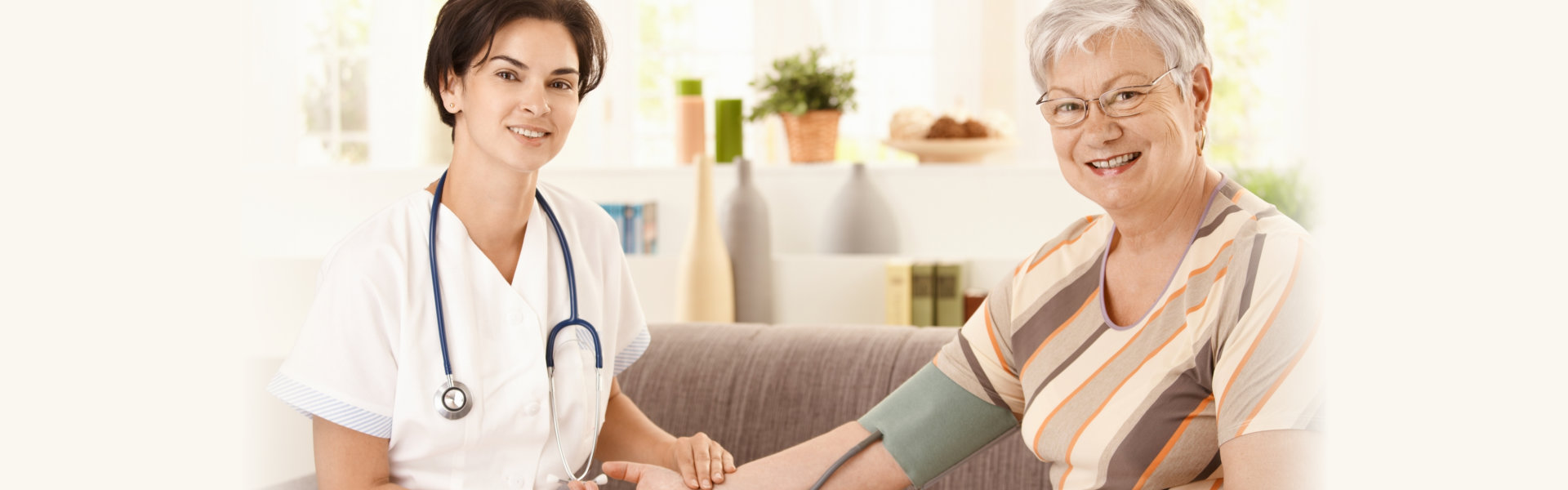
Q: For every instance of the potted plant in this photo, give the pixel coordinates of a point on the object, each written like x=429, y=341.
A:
x=809, y=98
x=1281, y=187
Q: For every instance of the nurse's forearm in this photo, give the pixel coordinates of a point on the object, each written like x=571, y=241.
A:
x=347, y=459
x=629, y=435
x=802, y=466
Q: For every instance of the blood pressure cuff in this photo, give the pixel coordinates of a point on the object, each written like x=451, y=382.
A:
x=930, y=425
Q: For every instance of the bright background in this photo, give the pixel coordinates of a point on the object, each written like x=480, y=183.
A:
x=134, y=134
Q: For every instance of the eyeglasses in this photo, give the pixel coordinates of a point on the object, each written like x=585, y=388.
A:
x=1117, y=102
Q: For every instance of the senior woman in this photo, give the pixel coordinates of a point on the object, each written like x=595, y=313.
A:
x=1167, y=343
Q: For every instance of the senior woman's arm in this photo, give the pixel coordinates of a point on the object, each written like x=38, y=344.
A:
x=347, y=459
x=797, y=467
x=1274, y=459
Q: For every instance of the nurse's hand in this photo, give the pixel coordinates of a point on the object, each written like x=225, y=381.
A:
x=700, y=461
x=582, y=486
x=645, y=476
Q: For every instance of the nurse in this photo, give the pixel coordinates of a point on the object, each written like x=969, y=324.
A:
x=372, y=362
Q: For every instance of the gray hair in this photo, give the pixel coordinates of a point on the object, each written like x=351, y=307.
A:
x=1170, y=24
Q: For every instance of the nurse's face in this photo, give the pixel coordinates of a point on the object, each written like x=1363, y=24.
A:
x=516, y=105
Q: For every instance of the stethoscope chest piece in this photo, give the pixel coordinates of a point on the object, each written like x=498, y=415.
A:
x=452, y=399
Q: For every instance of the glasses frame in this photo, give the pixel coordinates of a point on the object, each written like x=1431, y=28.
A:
x=1101, y=101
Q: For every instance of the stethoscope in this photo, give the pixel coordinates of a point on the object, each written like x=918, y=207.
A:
x=453, y=399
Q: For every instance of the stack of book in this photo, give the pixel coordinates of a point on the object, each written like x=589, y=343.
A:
x=927, y=294
x=639, y=225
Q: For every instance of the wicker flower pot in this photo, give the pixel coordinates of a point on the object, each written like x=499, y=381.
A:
x=813, y=137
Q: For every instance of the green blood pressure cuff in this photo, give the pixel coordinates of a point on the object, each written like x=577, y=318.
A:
x=930, y=425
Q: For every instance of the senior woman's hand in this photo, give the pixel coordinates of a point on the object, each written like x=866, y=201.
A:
x=700, y=461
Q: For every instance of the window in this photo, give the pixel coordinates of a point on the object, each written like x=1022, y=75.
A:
x=356, y=74
x=333, y=90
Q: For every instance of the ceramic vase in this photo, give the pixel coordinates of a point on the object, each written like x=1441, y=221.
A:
x=748, y=239
x=860, y=219
x=705, y=282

########

Copy all of the data above word for word, leaving out the pictures.

Q: For every instance of the potted plant in this photo, give the pixel coordinates of a point on the object, each written like x=429, y=341.
A:
x=809, y=98
x=1281, y=187
Q: For every instance of the nurse's forearm in this photo, give the pixel coordinates of a point on the object, each written like x=571, y=241.
A:
x=347, y=459
x=629, y=435
x=802, y=466
Q: For every instance of the blood pressure cuff in this photo, give the pixel coordinates of a point on the object, each written like x=451, y=382.
A:
x=930, y=425
Q: For every instance of the bright background in this photo, give the pixel coordinates of a point on the object, each written like x=480, y=183.
A:
x=134, y=134
Q: For every instance of the eyeglasses in this photo, give the pixel coordinates of a point on the object, each written like x=585, y=388.
A:
x=1117, y=102
Q: For every instance of the senior woman in this photo, give the pixel coordinates of a point on the object, each written like x=595, y=313.
A:
x=1167, y=343
Q: For every instance of the senior woman's arm in this photo, give the pixel coordinates of a point on the object, each written like x=38, y=344.
A:
x=347, y=459
x=797, y=467
x=1274, y=459
Q: For every instance of the nurse's hand in this photo, give the pixel coordinates of a point on the object, each written like x=225, y=381.
A:
x=700, y=461
x=582, y=486
x=645, y=476
Q: For every instance of the nurse in this photo, give the pixel coordinates of a point on the object, each written like x=969, y=324.
A:
x=372, y=362
Q: For every instance of the gray hair in this photo, give the pixel coordinates of a point on the object, each written like x=351, y=307.
A:
x=1170, y=24
Q: For every instance of the nurse's face in this photo, give the pixel coordinates of a point on the object, each written like x=1363, y=24.
A:
x=516, y=105
Q: For every instance of the stethoscope chest piece in this photo, give the pixel coordinates of a point on the object, each written like x=498, y=415.
A:
x=452, y=399
Q: For every instance of the glasses frame in this photo, give the pixel coordinates of a point on the object, each written like x=1431, y=28.
A:
x=1101, y=101
Q: For every instance of the stethoscope in this photo, give the pixel coordinates of a point on the object, each written like x=918, y=207.
A:
x=453, y=399
Q: For every instance of the stack of book in this photo, give the pixel coordinates of a point on the object, each written like x=589, y=343.
A:
x=927, y=294
x=639, y=225
Q: For every instance of the wicker flower pot in this photo, give the pixel coordinates of a point on the object, each written like x=499, y=381.
A:
x=813, y=137
Q: For every instance of the green blood pressure cuff in this photo, give the pixel coordinates of a point on the object, each written like x=577, y=318.
A:
x=930, y=425
Q: For every instance of the senior woman's hand in this photo, give the pixel coordinates of a point on the object, each written like x=866, y=201.
A:
x=700, y=461
Q: For every instance of the window in this photo, give the pixel coordinates of a point on the object, each written like x=1022, y=75.
A:
x=356, y=74
x=333, y=90
Q: For every instance of the ceramic vase in this photo, give the pixel coordinates of a point on the object, each written like x=1441, y=221.
A:
x=748, y=239
x=860, y=219
x=705, y=282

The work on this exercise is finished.